→ Written exercise 1
Pull from the records below each line that includes the word "white".
→ Written exercise 2
Carry on the text about mirrored rooms below, picking up right after its final sentence.

→ Document text
+---+

This room will have dark regions no matter where the light source is placed.

Back in the mini-golf setting, we can do something even more devious: by chaining multiple Penrose rooms together, we can construct golf holes that require as many shots as we wish! The golf hole below cannot be completed with fewer than 7 shots. Indeed, no single shot can cross two dashed segments with different numbers, so 7 shots are required.^[4]

At least 7 shots are required to get from P to Q.

What about polygons?

The golf holes last time were all polygons, whereas we have allowed curved boundaries here. Can we construct a polygonal golf hole, using only flat walls, that still requires at least 7 shots? Or even 3? Unfortunately, the answer this time is “we don’t know, but we think not.” In particular, it has been conjectured that, no matter where the ball and cup are placed in a polygonal golf hole, a single shot can place the ball as close to the hole as desired, so a short second putt can finish the job.^[5]

Notes

In fact, even more is true: all of these paths from $F_1$ to $F_2$ have the same length! We will not prove these facts today. [↩]
Assuming you hit hard enough, of course. [↩]
For the analysts out there, the room’s boundary can be made smooth. [↩]
This too can be accomplished with smooth boundary. [↩]
More strongly, O’Rourke and Petrovici conjecture that with a single light source in a polygonal room, the set of unilluminated points has measure 0. Reference: Joseph O’Rourke and Octavia Petrovici. Narrowing Light Rays with Mirrors. Proceedings of the 13th Canadian Conference on Computational Geometry, 137–140, 2001. [↩]

How Unilluminating!

02. September 2012 · 1 comment · Categories: Games/Experiments, Geometry, Proofs · Tags: animations, mini-golf, mirrors, unilluminable rooms

You are standing in a large, oddly-shaped room, all of whose walls are lined with mirrors. Everything is dark except for a single light bulb somewhere else in the room. The light from this bulb spreads out in all directions and bounces off the mirrors, possibly many times over. Is it possible that, despite all the mirrors, you could still be standing in the dark, unable to see light from this bulb from any direction?

+---+

→ Data records
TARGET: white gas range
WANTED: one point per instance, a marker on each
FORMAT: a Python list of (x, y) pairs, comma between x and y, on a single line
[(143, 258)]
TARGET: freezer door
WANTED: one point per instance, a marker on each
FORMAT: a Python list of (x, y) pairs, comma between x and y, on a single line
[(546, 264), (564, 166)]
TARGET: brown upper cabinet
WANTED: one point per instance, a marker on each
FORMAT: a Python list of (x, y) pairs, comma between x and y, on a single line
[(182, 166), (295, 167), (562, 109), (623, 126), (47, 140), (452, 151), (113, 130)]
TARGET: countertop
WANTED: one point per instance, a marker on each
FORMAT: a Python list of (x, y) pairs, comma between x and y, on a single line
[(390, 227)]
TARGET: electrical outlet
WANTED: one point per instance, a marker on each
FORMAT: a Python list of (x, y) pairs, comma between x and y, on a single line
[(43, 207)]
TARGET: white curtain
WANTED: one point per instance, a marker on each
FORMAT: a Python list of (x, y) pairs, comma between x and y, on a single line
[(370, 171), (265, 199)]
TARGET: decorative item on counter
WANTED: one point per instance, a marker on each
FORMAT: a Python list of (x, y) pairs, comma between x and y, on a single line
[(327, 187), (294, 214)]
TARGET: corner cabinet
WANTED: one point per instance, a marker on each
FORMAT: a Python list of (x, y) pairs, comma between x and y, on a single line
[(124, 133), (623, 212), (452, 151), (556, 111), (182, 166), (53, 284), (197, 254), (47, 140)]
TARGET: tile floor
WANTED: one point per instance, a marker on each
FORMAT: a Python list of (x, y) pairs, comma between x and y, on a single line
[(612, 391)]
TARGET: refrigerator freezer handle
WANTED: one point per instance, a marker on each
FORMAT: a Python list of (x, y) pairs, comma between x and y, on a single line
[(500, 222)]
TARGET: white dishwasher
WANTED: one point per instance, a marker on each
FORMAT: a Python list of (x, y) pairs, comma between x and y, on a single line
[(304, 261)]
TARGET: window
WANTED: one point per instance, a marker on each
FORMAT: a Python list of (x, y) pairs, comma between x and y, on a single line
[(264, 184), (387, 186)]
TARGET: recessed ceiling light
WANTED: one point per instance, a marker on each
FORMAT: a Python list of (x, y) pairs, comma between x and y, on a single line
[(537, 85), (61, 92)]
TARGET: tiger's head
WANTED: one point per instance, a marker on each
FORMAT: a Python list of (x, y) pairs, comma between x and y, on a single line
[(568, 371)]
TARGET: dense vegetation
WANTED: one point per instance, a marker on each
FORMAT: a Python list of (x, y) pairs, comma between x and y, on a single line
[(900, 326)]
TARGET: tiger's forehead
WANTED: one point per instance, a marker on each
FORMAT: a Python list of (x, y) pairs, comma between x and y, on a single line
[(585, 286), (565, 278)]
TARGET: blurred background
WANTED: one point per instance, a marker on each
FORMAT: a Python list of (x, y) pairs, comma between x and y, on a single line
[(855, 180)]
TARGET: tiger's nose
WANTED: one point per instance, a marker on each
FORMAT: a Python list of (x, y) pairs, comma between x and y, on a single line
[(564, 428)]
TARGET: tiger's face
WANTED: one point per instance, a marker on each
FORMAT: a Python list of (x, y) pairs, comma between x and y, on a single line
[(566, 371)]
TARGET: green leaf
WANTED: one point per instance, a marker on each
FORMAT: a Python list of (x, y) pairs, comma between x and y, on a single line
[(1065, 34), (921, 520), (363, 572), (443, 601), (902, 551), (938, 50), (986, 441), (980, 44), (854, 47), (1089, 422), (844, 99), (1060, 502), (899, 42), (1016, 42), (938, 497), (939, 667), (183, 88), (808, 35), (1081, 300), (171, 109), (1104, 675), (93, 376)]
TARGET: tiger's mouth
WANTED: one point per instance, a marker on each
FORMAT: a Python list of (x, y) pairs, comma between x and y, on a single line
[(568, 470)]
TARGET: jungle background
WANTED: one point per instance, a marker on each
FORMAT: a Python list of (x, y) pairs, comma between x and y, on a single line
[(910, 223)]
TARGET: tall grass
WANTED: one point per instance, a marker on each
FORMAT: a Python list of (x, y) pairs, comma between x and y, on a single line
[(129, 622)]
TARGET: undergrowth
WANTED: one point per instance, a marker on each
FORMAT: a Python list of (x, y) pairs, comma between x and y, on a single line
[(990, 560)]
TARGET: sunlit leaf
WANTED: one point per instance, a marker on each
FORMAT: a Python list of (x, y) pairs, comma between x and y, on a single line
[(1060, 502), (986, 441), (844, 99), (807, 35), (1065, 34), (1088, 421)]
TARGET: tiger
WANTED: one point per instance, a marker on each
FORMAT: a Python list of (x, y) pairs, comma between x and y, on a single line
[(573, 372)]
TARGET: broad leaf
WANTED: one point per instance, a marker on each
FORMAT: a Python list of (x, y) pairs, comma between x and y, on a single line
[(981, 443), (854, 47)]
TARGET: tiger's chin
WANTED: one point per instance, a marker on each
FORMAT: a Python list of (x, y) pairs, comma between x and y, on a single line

+---+

→ Response 1
TARGET: white gas range
TARGET: white curtain
TARGET: white dishwasher

→ Response 2
Said differently, consider the room as a large hole of mathematical mini-golf, where the locations of the ball (just one point) and cup (also just a point) are predetermined. Your goal is to pick a direction to hit the ball, hoping that it will reflect off the walls and eventually find its way to the cup. Is a hole-in-one always possible?

When a light ray hits a wall, it bounces off in such a way that the angle of incidence (top left) equals the angle of reflection (top right). In other words, the dashed trajectory is reflected through the line of the mirror.

We assume that when a ray of light (i.e., the golf ball) hits a mirror, it reflects perfectly, as illustrated above. Let’s also assume that it never loses energy, so it will continue as far as necessary to reach its destination. There’s one corner case to consider, namely, what happens if the ray hits a corner of the room? Well, it’s (usually) ambiguous as to where it should reflect next, so let’s say that the ray just dies if it hits a corner. In the mini-golf formulation, our hole-in-one must avoid the hole’s corners.

With these rules in place, it turns out that it is possible to be left in the dark, or to make a hole-in-one impossible! One of the first examples, provided by Tokarski in 1995^[1], is illustrated below; let’s call this room R.

No light ray from P can exactly reach Q.

Let’s see why this room R works, i.e., why point Q is not illuminated by a light source at P.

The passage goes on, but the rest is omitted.